===== DATA SUPPLIED

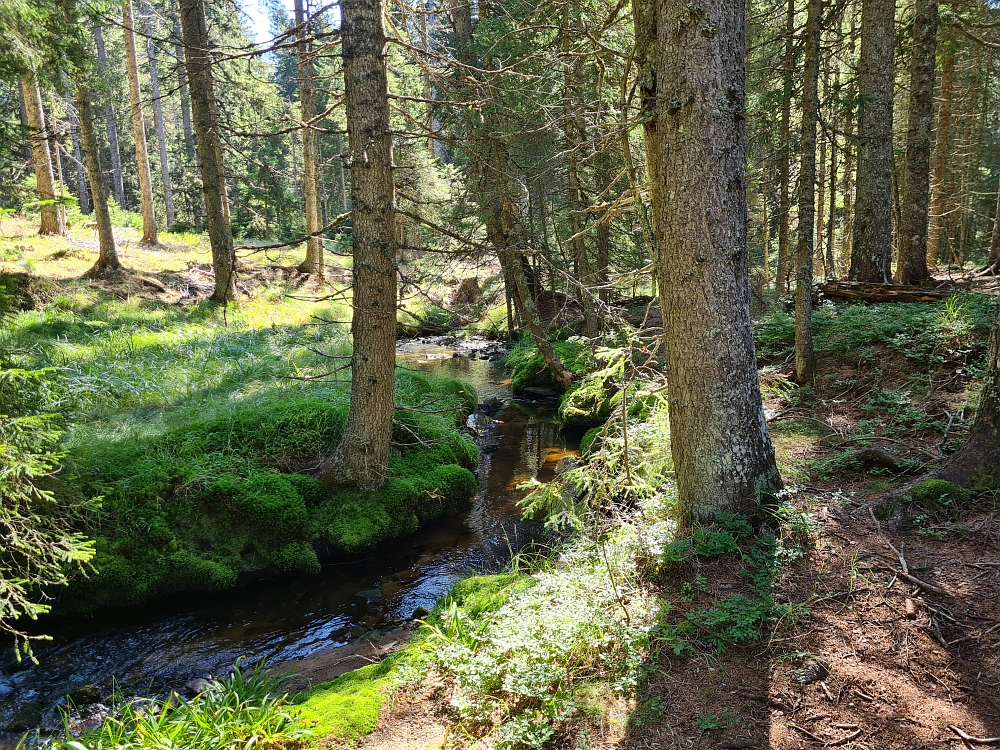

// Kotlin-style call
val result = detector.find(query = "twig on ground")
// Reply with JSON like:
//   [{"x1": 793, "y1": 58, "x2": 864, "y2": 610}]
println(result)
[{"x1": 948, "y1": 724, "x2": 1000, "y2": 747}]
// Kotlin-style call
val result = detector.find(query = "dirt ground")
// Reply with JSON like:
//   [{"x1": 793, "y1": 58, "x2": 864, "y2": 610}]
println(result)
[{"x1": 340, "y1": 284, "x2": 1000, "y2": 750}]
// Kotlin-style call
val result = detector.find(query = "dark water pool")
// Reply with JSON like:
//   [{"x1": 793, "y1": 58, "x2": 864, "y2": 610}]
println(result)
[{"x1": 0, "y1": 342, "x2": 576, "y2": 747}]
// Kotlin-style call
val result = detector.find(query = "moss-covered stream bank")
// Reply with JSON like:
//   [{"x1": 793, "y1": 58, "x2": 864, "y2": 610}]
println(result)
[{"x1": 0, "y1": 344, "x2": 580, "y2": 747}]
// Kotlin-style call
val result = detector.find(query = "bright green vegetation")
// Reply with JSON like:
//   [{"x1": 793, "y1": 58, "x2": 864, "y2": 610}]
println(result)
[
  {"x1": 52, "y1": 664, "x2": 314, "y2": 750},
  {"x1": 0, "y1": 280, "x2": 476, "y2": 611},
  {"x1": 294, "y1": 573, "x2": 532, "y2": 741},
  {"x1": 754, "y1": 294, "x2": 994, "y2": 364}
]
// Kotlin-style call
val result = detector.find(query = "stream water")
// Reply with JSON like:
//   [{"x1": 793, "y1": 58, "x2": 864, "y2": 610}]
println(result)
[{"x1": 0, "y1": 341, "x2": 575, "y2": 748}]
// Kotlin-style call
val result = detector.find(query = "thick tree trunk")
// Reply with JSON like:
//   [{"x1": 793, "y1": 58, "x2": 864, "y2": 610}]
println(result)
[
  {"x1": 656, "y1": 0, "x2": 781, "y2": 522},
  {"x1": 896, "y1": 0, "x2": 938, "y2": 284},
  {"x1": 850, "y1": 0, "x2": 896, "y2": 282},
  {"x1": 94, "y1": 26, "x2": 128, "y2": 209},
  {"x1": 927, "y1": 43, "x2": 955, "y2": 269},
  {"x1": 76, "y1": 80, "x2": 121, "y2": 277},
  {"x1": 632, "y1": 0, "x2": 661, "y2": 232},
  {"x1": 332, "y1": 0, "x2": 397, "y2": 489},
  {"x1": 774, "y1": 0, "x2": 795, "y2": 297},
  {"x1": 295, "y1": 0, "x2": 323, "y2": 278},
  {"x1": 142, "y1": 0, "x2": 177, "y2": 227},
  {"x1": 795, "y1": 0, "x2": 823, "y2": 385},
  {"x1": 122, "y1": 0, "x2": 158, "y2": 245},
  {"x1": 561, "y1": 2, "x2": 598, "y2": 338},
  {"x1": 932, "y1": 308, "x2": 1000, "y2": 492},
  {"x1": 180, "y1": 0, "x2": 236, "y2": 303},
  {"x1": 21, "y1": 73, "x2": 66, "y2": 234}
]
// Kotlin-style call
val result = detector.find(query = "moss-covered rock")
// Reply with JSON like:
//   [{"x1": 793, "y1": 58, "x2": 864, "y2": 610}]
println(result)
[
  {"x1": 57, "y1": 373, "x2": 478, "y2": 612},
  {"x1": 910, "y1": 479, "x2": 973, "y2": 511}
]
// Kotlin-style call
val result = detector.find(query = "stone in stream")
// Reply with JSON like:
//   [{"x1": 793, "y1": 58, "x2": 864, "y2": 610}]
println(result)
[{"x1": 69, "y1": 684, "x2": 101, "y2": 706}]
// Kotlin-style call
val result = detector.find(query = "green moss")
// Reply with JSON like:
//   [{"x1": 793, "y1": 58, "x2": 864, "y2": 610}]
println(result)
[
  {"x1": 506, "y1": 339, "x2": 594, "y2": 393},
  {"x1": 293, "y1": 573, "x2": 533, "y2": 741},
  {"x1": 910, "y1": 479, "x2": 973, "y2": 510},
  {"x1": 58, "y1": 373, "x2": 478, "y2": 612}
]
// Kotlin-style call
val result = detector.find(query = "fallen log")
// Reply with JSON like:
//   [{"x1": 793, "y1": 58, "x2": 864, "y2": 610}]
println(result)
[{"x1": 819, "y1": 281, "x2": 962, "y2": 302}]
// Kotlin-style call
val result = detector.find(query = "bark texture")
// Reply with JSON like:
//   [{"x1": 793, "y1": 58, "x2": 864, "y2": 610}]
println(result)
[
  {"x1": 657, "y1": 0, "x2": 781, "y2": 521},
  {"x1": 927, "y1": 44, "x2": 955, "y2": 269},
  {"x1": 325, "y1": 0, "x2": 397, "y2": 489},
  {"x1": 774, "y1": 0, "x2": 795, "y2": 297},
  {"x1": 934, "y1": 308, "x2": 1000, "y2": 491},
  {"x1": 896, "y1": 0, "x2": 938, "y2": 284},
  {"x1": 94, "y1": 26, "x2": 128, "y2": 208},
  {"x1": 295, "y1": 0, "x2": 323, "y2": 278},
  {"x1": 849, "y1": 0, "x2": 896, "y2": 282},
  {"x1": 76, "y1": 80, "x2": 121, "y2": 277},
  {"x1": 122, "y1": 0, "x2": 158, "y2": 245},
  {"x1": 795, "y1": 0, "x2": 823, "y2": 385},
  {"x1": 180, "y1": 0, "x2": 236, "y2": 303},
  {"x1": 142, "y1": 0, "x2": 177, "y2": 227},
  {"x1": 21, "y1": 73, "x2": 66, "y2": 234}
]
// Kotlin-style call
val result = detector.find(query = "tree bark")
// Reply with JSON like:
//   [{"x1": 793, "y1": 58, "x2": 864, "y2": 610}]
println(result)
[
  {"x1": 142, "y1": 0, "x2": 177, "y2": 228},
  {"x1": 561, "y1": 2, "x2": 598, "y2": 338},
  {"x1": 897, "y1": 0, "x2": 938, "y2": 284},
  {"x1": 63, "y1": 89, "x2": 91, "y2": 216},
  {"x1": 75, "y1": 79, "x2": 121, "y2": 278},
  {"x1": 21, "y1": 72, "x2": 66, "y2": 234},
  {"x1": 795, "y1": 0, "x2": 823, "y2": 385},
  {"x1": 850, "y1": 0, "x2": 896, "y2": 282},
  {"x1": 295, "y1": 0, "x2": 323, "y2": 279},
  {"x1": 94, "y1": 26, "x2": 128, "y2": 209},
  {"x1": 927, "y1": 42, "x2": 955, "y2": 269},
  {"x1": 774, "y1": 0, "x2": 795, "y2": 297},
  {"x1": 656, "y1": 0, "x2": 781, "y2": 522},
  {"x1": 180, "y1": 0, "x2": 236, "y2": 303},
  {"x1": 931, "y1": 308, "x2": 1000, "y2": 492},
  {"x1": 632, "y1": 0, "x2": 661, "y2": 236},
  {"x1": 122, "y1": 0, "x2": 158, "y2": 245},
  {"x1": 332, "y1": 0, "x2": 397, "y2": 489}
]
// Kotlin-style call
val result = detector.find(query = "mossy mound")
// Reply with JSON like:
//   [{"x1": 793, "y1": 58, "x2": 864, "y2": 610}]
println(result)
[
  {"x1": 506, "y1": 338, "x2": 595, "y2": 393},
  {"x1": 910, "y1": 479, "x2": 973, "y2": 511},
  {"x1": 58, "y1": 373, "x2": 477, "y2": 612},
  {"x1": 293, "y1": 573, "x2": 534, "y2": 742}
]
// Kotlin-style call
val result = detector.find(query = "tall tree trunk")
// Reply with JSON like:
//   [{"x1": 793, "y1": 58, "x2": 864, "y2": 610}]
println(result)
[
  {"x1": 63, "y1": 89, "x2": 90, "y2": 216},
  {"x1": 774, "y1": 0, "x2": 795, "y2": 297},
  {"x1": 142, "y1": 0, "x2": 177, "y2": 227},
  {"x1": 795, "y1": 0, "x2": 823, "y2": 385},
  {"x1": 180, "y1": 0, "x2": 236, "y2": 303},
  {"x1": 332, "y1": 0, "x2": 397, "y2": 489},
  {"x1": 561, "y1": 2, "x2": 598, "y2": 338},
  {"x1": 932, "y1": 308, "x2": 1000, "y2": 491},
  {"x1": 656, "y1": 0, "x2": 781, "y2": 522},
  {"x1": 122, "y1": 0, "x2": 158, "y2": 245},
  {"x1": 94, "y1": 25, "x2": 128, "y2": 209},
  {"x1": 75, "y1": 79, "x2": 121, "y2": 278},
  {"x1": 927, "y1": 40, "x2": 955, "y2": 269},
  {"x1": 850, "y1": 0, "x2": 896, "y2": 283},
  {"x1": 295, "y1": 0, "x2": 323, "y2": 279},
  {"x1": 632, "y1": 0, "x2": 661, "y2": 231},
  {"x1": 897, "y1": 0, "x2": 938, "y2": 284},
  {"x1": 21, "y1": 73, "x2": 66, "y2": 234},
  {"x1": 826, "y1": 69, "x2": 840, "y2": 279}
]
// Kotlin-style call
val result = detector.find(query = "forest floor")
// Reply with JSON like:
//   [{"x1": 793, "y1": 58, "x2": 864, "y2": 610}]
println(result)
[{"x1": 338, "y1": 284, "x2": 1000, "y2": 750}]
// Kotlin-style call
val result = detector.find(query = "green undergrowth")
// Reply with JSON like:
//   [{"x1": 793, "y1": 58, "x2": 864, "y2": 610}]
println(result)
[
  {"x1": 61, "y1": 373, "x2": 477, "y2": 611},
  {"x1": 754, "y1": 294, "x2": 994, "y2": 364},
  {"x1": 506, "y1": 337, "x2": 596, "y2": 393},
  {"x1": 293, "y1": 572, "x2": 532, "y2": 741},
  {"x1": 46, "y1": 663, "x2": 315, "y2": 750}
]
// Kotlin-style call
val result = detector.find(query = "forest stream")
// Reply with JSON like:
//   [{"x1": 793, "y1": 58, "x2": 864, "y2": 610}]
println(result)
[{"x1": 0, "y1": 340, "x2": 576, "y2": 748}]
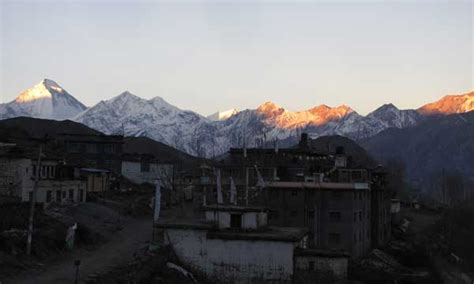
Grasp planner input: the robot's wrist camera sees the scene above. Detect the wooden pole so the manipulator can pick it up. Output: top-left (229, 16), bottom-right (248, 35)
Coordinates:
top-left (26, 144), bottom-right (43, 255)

==========
===== DATA SUPPLIED

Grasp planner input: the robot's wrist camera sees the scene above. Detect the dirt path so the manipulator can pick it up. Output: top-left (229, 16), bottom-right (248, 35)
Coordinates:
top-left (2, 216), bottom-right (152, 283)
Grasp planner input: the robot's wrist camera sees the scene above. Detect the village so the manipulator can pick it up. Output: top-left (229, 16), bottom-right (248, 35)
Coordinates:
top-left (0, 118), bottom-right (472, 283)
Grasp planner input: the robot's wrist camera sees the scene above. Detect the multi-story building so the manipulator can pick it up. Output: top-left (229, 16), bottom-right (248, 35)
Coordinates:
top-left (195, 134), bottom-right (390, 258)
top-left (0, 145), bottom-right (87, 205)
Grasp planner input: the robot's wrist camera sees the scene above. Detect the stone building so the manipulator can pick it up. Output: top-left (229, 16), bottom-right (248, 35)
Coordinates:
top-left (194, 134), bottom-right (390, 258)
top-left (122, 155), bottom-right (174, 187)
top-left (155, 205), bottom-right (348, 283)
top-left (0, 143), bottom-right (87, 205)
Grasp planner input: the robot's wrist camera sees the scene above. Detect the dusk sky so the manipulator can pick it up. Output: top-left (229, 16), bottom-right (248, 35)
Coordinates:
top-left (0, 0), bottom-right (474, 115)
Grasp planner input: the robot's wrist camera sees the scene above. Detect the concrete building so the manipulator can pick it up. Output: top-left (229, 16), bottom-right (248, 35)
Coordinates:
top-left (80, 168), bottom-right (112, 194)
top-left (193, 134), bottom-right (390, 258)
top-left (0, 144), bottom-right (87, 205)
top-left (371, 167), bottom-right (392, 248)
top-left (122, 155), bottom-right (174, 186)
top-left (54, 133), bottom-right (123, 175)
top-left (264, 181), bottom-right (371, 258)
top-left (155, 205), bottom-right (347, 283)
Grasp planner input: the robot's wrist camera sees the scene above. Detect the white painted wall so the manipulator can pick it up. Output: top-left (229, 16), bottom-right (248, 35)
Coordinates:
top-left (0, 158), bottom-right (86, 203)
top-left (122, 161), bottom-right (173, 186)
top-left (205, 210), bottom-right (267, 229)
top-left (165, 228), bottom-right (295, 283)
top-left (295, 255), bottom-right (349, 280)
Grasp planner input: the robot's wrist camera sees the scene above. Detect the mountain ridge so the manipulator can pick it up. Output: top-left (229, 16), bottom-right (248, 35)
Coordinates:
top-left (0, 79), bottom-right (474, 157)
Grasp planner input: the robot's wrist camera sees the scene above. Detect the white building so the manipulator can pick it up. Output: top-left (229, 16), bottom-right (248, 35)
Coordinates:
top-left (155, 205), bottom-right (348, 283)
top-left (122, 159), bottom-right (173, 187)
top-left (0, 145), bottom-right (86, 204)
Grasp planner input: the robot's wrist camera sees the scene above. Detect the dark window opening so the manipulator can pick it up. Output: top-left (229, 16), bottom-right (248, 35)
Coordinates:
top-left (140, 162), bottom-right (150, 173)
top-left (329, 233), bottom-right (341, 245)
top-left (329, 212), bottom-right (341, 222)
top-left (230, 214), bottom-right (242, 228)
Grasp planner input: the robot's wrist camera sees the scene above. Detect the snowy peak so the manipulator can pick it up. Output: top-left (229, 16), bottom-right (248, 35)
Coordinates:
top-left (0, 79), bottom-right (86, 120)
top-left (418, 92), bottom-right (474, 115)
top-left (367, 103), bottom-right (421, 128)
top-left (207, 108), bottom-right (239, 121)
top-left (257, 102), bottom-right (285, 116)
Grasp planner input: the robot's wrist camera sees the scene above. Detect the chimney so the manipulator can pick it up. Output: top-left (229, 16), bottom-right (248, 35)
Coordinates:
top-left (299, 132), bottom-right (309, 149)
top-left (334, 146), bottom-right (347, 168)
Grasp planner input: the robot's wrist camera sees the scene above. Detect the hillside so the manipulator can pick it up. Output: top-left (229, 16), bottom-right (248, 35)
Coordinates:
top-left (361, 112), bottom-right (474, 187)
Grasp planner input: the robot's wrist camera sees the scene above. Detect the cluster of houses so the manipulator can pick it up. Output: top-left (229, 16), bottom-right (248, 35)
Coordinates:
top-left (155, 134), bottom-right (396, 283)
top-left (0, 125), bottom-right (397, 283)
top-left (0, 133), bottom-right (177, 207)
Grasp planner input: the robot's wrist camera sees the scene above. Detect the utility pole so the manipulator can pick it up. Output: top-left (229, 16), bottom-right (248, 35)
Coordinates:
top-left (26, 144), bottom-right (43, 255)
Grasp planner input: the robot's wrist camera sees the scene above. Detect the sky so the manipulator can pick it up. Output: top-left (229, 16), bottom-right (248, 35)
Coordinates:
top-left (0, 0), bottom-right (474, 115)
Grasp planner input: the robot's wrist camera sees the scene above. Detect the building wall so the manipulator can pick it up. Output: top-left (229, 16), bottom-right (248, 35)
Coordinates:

==========
===== DATA SUPPLIED

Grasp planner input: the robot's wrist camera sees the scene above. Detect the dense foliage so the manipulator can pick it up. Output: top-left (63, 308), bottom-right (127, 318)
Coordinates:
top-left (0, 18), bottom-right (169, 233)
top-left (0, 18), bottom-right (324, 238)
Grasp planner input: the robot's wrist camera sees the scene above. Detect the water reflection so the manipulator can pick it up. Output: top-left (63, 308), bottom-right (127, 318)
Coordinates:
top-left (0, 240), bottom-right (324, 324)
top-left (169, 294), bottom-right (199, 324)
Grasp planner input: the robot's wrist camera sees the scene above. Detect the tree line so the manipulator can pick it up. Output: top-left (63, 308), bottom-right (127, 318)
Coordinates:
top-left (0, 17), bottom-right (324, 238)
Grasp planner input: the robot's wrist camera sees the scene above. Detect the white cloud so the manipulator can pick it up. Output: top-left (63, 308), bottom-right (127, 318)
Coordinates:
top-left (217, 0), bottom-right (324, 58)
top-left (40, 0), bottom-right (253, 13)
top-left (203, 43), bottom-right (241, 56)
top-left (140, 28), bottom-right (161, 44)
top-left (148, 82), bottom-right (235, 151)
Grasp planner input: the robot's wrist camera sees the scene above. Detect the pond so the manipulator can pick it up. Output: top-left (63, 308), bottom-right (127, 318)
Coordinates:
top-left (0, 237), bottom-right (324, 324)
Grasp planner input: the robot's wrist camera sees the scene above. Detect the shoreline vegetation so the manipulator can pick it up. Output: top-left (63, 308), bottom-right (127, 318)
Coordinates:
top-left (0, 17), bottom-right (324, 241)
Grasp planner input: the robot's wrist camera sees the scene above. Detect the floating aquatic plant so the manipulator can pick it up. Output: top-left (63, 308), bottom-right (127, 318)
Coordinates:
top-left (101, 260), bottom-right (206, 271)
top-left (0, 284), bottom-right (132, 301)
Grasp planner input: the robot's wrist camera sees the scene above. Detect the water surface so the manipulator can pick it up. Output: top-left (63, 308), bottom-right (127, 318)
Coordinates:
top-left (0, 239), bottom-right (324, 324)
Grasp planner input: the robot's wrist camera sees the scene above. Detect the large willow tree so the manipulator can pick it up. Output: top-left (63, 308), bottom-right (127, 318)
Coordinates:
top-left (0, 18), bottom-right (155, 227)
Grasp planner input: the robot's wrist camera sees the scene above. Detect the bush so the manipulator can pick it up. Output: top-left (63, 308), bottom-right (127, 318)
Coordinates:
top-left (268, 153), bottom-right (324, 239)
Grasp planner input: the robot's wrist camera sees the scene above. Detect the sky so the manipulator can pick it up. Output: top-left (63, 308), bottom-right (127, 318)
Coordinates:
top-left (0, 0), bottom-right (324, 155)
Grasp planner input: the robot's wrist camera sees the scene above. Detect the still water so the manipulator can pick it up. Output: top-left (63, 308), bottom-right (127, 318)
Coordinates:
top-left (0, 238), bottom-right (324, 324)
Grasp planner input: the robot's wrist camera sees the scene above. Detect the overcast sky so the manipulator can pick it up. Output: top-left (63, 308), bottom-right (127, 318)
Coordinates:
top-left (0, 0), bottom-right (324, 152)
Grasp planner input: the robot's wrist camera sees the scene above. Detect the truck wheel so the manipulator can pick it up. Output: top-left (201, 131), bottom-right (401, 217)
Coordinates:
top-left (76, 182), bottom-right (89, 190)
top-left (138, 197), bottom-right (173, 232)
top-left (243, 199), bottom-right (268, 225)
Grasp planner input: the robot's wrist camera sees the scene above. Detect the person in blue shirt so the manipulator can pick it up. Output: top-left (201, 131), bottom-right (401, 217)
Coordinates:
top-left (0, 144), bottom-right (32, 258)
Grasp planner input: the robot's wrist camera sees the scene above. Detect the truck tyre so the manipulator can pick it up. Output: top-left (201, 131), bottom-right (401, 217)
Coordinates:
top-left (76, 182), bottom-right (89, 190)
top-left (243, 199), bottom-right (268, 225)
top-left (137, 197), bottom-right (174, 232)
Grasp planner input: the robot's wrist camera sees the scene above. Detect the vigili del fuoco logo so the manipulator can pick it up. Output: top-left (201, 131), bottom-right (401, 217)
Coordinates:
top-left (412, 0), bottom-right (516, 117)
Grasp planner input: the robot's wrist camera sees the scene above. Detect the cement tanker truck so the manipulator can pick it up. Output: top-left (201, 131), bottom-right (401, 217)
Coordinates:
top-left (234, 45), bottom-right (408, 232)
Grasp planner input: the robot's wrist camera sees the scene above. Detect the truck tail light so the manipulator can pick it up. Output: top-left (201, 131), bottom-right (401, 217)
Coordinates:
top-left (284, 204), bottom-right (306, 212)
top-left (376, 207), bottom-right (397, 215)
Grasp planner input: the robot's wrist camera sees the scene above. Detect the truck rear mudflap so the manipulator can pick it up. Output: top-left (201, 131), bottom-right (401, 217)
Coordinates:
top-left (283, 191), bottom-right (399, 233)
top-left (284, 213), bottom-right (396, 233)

==========

Turn the lines from the one containing "Detect the dark" through the one containing "top-left (334, 146), bottom-right (347, 168)", both included, into a numbered list, leaving out any blank lines.

• FULL OUTPUT:
1. Grasp planner input: the robot's wrist camera sees the scene above. Detect the dark window opening so the manipulator can pick it up. Output: top-left (229, 16), bottom-right (248, 35)
2. Coordinates:
3. top-left (140, 162), bottom-right (150, 173)
4. top-left (329, 233), bottom-right (341, 245)
5. top-left (329, 212), bottom-right (341, 222)
6. top-left (230, 214), bottom-right (242, 228)
7. Grasp planner input: the robot's wrist camera sees the scene above. Detect the snowy peak so the manipulator can pick it up. Output: top-left (229, 16), bottom-right (248, 35)
8. Coordinates:
9. top-left (0, 79), bottom-right (86, 120)
10. top-left (418, 92), bottom-right (474, 115)
11. top-left (367, 103), bottom-right (421, 128)
12. top-left (207, 108), bottom-right (239, 121)
13. top-left (257, 102), bottom-right (285, 116)
14. Grasp planner input: the robot's wrist camera sees the scene above. Detect the chimney so the manipulator can pick it up. Output: top-left (229, 16), bottom-right (248, 35)
15. Coordinates:
16. top-left (299, 132), bottom-right (309, 149)
17. top-left (334, 146), bottom-right (347, 168)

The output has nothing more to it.